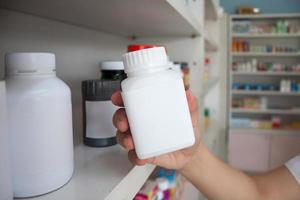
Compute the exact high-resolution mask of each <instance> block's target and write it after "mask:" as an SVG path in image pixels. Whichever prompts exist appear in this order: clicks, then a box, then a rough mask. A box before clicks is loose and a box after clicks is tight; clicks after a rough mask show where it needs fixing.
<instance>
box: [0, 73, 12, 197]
mask: <svg viewBox="0 0 300 200" xmlns="http://www.w3.org/2000/svg"><path fill="white" fill-rule="evenodd" d="M8 149H9V140H8V134H7V119H6V92H5V82H4V80H3V78H2V77H1V76H0V199H1V200H12V199H13V193H12V182H11V169H10V157H9V151H8Z"/></svg>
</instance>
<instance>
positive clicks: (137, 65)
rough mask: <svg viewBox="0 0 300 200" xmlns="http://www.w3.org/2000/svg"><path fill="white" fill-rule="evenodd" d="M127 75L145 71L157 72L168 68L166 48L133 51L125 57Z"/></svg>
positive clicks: (125, 67)
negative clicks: (162, 69)
mask: <svg viewBox="0 0 300 200" xmlns="http://www.w3.org/2000/svg"><path fill="white" fill-rule="evenodd" d="M123 62H124V67H125V72H126V73H131V72H140V71H144V70H147V71H149V70H151V71H155V70H157V69H160V68H162V67H167V68H168V66H167V65H168V57H167V54H166V50H165V48H164V47H154V48H149V49H142V50H139V51H133V52H129V53H126V54H125V55H123Z"/></svg>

- - -

# Task objective:
Output every line of the records above as a numbered list, skipping blank lines and leaving out the pictures.

# Solution to the problem:
1. Compute the exact high-resolution mask of each <instance> block's target and write it after "mask:" as an SVG path in image pixels. Whichever prompts exist appear in this order: clicks, then a box, then a rough mask. A box before clicks is loose and a box after clicks is tight; clicks after a rough mask show where it needs fixing.
2. <instance>
3. box: [0, 73, 12, 197]
4. mask: <svg viewBox="0 0 300 200" xmlns="http://www.w3.org/2000/svg"><path fill="white" fill-rule="evenodd" d="M8 149H9V140H8V134H7V119H6V92H5V82H4V80H3V78H2V77H1V76H0V199H1V200H12V199H13V193H12V182H11V169H10V157H9V151H8Z"/></svg>
5. </instance>
6. <instance>
7. positive clicks: (137, 65)
8. rough mask: <svg viewBox="0 0 300 200" xmlns="http://www.w3.org/2000/svg"><path fill="white" fill-rule="evenodd" d="M127 75L145 71L157 72L168 68L166 48L133 51L125 57Z"/></svg>
9. positive clicks: (125, 67)
10. negative clicks: (162, 69)
11. mask: <svg viewBox="0 0 300 200" xmlns="http://www.w3.org/2000/svg"><path fill="white" fill-rule="evenodd" d="M123 62H124V67H125V72H126V73H131V72H140V71H144V70H147V71H149V70H151V71H155V70H157V69H160V68H162V67H167V68H168V66H167V65H168V57H167V54H166V50H165V48H164V47H154V48H149V49H142V50H139V51H133V52H129V53H126V54H125V55H123Z"/></svg>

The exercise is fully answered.